[Position annotation data]
## begin

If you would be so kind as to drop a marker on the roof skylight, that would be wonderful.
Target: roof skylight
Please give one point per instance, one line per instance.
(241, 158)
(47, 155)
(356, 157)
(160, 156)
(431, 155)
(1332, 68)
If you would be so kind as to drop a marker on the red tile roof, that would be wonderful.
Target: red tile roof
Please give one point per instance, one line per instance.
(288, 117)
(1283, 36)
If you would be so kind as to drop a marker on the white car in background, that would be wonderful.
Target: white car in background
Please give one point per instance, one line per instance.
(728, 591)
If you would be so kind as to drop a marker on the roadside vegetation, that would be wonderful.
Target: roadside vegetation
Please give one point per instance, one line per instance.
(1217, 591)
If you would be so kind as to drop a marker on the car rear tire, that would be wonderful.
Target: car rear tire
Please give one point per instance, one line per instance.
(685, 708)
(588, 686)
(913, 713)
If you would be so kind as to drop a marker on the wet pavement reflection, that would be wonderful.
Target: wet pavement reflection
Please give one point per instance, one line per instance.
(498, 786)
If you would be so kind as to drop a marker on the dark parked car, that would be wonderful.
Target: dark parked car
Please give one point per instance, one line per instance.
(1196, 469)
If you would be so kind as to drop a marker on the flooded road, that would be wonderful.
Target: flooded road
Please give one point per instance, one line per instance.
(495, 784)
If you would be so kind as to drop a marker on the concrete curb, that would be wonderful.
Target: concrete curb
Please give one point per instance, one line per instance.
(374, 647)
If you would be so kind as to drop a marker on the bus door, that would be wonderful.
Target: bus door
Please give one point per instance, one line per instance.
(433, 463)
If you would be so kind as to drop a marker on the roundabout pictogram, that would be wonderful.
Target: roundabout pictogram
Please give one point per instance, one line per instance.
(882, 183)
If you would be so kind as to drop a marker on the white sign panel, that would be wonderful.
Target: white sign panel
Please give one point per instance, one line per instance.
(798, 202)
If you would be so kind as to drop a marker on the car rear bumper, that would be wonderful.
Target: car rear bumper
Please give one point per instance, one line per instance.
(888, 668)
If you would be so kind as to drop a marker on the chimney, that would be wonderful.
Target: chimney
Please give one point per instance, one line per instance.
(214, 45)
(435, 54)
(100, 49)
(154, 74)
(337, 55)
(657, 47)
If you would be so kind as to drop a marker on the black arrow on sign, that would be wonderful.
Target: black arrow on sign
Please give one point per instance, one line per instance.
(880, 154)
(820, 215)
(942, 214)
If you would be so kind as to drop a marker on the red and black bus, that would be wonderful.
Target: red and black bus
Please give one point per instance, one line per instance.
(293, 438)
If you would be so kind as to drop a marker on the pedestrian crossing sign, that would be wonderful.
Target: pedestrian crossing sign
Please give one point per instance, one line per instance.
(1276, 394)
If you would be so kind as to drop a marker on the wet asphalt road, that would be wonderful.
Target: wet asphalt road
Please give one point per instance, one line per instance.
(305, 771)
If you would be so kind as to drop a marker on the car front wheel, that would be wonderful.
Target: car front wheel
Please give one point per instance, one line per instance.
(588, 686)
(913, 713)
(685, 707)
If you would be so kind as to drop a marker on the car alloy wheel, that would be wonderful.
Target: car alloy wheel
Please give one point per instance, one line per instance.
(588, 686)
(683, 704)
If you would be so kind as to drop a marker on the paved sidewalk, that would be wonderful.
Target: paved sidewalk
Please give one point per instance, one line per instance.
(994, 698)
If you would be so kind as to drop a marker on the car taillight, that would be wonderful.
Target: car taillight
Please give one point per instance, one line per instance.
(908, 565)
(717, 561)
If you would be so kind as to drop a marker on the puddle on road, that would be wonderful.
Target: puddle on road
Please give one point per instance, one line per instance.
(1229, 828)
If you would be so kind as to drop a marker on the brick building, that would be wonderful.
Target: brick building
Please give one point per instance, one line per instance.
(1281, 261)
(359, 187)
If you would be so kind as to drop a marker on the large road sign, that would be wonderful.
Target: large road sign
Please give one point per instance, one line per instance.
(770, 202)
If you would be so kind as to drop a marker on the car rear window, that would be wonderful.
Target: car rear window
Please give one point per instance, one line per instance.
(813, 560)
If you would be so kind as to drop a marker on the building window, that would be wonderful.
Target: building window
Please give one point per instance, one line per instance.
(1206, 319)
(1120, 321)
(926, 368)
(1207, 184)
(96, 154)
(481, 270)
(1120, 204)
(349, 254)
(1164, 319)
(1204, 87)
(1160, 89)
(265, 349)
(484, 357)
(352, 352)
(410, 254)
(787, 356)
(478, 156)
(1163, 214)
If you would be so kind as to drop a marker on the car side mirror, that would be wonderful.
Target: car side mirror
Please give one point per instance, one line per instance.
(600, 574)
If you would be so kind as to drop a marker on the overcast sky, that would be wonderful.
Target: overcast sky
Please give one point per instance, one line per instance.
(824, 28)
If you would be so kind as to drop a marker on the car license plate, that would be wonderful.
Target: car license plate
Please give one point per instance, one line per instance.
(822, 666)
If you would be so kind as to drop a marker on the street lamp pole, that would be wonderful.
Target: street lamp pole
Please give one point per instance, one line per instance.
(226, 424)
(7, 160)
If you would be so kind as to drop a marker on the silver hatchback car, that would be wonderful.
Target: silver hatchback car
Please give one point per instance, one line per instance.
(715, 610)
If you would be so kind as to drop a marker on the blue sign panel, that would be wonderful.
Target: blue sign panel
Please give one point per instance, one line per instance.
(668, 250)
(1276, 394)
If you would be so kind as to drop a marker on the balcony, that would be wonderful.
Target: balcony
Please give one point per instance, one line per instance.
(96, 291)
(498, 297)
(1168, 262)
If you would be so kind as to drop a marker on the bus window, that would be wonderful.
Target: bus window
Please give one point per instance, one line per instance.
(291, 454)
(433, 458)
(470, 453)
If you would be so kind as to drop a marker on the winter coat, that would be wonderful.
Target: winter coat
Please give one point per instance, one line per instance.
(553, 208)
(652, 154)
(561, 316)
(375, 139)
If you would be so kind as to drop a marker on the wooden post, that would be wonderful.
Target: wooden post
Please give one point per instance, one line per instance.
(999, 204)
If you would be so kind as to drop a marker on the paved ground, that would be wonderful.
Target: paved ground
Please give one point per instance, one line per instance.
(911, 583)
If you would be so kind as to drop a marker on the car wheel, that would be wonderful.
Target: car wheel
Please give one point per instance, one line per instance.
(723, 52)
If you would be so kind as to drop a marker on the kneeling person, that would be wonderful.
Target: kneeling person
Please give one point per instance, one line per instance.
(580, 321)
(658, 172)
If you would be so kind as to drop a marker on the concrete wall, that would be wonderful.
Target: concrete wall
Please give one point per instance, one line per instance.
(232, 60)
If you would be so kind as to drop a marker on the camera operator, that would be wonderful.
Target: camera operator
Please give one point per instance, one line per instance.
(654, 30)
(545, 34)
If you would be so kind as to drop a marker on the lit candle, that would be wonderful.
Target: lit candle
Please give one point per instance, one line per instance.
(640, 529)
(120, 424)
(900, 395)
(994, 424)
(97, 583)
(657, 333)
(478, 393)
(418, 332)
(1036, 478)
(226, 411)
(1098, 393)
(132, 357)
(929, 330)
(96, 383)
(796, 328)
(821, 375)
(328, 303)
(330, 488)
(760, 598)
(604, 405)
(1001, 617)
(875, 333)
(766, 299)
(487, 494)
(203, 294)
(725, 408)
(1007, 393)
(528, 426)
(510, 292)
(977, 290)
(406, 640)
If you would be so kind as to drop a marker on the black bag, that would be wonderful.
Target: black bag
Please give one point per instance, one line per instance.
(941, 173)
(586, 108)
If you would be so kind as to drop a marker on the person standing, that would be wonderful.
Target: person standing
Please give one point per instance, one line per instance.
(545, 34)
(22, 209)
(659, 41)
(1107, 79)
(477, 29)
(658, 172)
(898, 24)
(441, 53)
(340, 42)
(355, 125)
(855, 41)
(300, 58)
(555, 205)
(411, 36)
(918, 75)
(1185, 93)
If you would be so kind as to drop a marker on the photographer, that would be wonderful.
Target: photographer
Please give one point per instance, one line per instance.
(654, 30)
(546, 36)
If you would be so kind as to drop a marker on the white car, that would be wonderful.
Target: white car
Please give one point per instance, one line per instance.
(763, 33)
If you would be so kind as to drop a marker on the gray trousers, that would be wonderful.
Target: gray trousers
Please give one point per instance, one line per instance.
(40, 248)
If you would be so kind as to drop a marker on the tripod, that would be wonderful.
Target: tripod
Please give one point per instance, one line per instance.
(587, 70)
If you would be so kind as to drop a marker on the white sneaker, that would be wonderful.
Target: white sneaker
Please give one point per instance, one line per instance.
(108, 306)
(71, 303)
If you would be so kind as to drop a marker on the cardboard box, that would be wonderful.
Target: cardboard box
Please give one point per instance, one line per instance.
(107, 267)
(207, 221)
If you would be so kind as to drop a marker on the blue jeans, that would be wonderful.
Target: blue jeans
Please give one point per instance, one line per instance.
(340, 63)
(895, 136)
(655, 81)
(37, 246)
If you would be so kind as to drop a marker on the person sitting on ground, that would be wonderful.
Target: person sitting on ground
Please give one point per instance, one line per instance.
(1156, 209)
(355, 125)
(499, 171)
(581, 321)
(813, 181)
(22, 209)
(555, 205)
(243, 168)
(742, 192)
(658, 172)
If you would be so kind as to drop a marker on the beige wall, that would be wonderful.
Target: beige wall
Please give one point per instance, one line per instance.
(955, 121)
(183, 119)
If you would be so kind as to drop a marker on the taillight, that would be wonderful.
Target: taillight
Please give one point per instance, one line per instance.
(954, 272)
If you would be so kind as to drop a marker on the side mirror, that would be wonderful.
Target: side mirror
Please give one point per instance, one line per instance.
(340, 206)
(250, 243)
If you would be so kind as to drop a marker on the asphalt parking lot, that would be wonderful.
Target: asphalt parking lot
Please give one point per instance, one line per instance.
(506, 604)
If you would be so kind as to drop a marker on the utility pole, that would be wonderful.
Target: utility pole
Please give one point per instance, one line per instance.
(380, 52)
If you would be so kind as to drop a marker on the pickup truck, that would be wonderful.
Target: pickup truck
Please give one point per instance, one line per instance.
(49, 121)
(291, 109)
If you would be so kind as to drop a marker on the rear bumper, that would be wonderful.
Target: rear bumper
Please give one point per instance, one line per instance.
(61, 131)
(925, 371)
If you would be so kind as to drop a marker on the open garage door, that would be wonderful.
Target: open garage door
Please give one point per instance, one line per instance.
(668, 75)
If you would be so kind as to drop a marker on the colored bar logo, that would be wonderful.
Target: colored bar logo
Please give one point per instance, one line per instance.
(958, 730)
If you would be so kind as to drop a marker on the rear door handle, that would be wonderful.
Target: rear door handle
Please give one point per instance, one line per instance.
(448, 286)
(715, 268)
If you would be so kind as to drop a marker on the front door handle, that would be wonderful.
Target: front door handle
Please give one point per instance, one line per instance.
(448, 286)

## end

Copy out the data word for word, starting at the very first line and continuing through the line containing "(1217, 591)", with both ends included.

- [SOLUTION FOR THIS EXERCISE]
If you would be so kind as to drop a marker on the roof skylight, that would be wonderful.
Target: roof skylight
Please give one point per instance, one line per instance.
(241, 158)
(47, 155)
(356, 157)
(160, 156)
(431, 155)
(1332, 68)
If you would be so kind as to drop a marker on the red tile roof, that would be wonderful.
Target: red tile roof
Please give one point per instance, one line per instance.
(288, 117)
(1283, 36)
If you would be so kind as to drop a marker on the white car in background, that would be wonderful.
Target: white car in background
Please give one point per instance, one line per instance.
(728, 591)
If you would be so kind as to drop a marker on the roadside vegetation, that would be wonderful.
Target: roadside vegetation
Please give one point per instance, one line per instance.
(1217, 591)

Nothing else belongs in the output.